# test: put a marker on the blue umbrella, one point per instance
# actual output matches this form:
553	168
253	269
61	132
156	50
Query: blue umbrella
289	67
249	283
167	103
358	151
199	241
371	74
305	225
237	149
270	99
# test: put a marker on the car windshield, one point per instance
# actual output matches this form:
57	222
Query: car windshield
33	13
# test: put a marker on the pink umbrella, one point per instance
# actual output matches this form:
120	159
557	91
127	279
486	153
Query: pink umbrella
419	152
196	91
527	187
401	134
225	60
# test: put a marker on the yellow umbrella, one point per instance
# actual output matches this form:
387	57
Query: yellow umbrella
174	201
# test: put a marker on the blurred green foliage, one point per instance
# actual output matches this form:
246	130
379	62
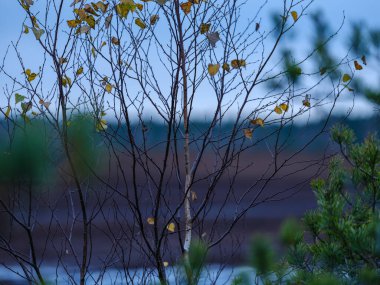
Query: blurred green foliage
339	242
24	156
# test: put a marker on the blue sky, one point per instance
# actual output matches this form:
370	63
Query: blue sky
365	11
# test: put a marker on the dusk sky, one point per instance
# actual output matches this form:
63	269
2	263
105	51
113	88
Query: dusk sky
365	12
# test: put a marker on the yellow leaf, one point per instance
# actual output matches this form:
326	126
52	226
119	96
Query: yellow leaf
19	98
171	227
205	28
62	60
284	107
103	7
294	15
278	110
30	75
83	30
125	7
213	69
237	63
248	133
26	29
108	88
68	80
357	65
258	121
46	104
90	20
140	23
186	7
154	19
346	77
101	125
226	67
81	13
364	60
7	112
79	71
73	23
38	33
115	41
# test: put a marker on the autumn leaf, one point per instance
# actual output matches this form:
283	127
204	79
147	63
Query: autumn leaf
79	71
294	15
62	60
226	67
306	101
364	60
38	33
205	28
258	121
45	104
102	6
213	69
140	23
213	38
124	8
90	20
26	107
108	87
161	2
19	98
357	65
248	133
73	23
186	7
30	75
154	19
7	112
284	107
101	125
171	227
26	29
278	110
237	63
346	77
83	29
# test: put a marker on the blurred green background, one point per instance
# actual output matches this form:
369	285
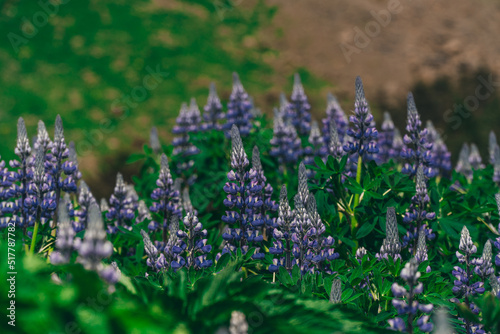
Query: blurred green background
84	59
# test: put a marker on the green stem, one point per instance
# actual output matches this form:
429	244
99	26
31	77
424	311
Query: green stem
33	240
354	222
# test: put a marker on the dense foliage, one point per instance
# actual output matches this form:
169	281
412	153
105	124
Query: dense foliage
343	229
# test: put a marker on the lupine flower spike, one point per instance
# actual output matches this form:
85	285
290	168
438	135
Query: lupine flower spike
493	144
282	234
154	141
421	253
417	214
316	148
418	150
464	285
409	305
122	206
363	134
238	109
440	156
335	148
166	199
475	159
193	248
20	204
301	107
95	247
85	200
285	144
463	165
212	110
243	201
336	292
65	240
336	118
238	323
385	139
391	247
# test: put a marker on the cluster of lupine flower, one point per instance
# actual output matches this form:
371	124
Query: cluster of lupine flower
406	302
37	191
466	285
417	215
299	234
248	199
391	246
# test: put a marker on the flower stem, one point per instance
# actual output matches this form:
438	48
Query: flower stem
354	222
33	239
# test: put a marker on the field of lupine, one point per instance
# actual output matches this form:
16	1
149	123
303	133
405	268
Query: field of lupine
242	226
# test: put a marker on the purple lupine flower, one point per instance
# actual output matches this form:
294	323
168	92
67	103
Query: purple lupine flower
391	247
142	212
409	305
166	199
484	267
285	144
5	184
187	122
496	165
73	159
263	191
62	169
421	253
497	241
361	252
104	206
397	146
418	150
321	246
238	323
238	109
94	247
186	202
15	184
336	292
493	145
363	134
440	161
42	198
475	159
301	119
121	206
335	147
154	141
316	148
417	214
385	139
243	202
193	245
154	261
282	234
464	287
85	200
335	117
300	228
171	250
463	164
65	240
212	110
110	273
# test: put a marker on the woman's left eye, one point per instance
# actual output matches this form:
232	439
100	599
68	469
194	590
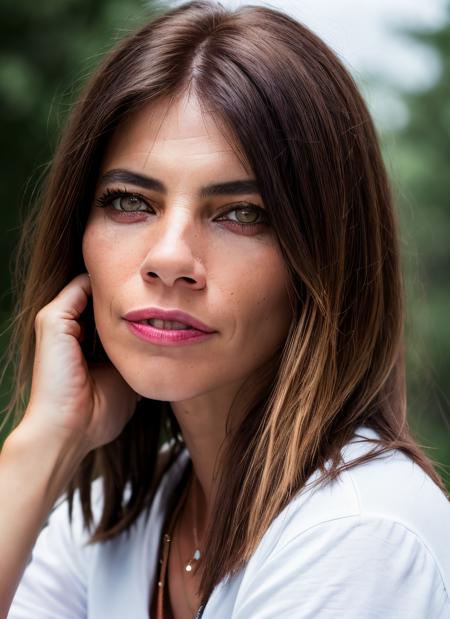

# AIM
Locate every line in the records that contains the string "autumn" and copy each of those lines out in full.

# CORRECT ANSWER
# test: put a marker on the autumn leaf, one point per instance
Query: autumn leaf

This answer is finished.